Named object pointing entries
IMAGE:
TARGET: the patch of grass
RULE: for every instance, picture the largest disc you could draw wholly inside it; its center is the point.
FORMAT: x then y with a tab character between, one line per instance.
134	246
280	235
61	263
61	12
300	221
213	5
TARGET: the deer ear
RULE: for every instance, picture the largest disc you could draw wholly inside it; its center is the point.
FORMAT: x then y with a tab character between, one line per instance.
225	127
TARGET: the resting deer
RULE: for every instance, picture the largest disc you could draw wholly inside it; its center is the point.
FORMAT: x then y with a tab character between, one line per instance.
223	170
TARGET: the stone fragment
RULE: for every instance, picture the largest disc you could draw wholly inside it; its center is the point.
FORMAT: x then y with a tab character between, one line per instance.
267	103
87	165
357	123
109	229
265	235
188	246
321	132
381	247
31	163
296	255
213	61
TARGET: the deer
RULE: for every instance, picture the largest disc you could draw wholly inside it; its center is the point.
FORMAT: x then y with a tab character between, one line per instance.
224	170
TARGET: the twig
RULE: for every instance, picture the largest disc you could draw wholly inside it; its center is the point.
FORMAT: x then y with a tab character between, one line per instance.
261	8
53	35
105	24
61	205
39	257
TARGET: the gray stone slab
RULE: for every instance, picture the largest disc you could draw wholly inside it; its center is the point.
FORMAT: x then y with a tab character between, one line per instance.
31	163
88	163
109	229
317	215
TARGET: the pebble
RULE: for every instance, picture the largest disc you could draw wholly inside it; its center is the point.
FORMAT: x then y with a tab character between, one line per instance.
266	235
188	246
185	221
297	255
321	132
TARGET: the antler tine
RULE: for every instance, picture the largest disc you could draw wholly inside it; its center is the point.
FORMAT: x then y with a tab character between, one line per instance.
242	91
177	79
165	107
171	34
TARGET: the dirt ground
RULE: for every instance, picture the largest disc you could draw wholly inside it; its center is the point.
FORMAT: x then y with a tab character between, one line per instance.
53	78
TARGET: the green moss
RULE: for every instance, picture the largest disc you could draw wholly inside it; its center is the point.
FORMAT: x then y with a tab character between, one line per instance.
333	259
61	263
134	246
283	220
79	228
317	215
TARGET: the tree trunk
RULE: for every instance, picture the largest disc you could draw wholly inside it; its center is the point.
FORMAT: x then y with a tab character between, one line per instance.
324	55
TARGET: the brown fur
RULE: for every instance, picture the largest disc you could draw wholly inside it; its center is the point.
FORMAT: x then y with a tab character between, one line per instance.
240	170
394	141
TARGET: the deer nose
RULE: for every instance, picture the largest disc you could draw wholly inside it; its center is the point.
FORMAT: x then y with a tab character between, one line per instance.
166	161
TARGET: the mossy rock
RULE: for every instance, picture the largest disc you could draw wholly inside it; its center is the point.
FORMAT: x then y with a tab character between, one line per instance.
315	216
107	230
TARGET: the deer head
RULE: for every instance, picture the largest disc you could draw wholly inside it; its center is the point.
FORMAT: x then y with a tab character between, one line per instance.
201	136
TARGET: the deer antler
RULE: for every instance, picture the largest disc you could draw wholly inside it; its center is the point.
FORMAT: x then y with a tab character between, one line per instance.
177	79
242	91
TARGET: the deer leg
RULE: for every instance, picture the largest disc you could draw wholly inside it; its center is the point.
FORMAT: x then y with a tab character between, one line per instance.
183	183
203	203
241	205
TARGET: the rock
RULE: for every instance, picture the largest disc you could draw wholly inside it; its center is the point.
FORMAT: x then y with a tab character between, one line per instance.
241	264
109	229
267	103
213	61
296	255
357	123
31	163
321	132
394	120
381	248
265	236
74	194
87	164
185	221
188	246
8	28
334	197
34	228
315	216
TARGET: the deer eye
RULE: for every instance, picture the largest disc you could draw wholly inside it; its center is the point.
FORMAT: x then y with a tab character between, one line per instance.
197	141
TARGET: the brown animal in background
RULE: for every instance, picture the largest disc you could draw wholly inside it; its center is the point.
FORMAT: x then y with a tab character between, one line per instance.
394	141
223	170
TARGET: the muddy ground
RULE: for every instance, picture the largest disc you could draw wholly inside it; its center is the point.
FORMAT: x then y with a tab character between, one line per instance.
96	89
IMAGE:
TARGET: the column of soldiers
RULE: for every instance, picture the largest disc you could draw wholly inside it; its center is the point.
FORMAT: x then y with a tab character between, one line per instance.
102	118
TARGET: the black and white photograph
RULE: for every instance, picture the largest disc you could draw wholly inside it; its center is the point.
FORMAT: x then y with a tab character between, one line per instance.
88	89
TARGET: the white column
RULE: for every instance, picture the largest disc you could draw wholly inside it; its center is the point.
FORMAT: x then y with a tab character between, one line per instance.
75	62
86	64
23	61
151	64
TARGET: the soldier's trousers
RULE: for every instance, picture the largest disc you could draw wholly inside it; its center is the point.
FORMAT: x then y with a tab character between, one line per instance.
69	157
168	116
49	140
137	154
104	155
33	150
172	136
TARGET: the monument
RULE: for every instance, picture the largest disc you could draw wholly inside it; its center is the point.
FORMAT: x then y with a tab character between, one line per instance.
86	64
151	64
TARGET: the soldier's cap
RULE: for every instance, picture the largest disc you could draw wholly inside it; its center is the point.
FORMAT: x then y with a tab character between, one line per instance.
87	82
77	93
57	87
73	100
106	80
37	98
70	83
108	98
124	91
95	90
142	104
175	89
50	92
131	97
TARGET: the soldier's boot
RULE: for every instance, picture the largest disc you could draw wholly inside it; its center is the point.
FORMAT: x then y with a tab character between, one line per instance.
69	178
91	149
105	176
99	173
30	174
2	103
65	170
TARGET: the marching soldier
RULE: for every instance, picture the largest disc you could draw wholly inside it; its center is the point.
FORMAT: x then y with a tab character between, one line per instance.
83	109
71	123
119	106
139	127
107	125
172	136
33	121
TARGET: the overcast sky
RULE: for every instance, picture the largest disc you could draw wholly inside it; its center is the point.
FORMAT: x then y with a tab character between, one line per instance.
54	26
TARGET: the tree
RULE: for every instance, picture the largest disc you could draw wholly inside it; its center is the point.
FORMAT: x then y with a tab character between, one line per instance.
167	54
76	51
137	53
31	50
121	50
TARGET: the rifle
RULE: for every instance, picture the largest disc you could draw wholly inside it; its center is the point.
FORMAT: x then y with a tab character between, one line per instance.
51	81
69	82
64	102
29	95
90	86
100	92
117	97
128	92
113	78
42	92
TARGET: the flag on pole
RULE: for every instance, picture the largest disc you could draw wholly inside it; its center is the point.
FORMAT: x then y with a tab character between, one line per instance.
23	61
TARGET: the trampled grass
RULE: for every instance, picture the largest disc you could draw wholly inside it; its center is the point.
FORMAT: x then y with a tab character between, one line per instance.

▸ Work to do
Render the lines from the one containing "TARGET: the trampled grass" through the end of the entries as a Markdown table with the columns Row and Entry line, leaving out any blank lines.

▸ Result
| Row | Entry line |
|---|---|
| 1 | TARGET: the trampled grass |
| 2 | RULE: for every instance, picture the largest disc you could draw wholly inside it; its center is the point. |
| 3 | FORMAT: x then y with a tab character between, one line per instance. |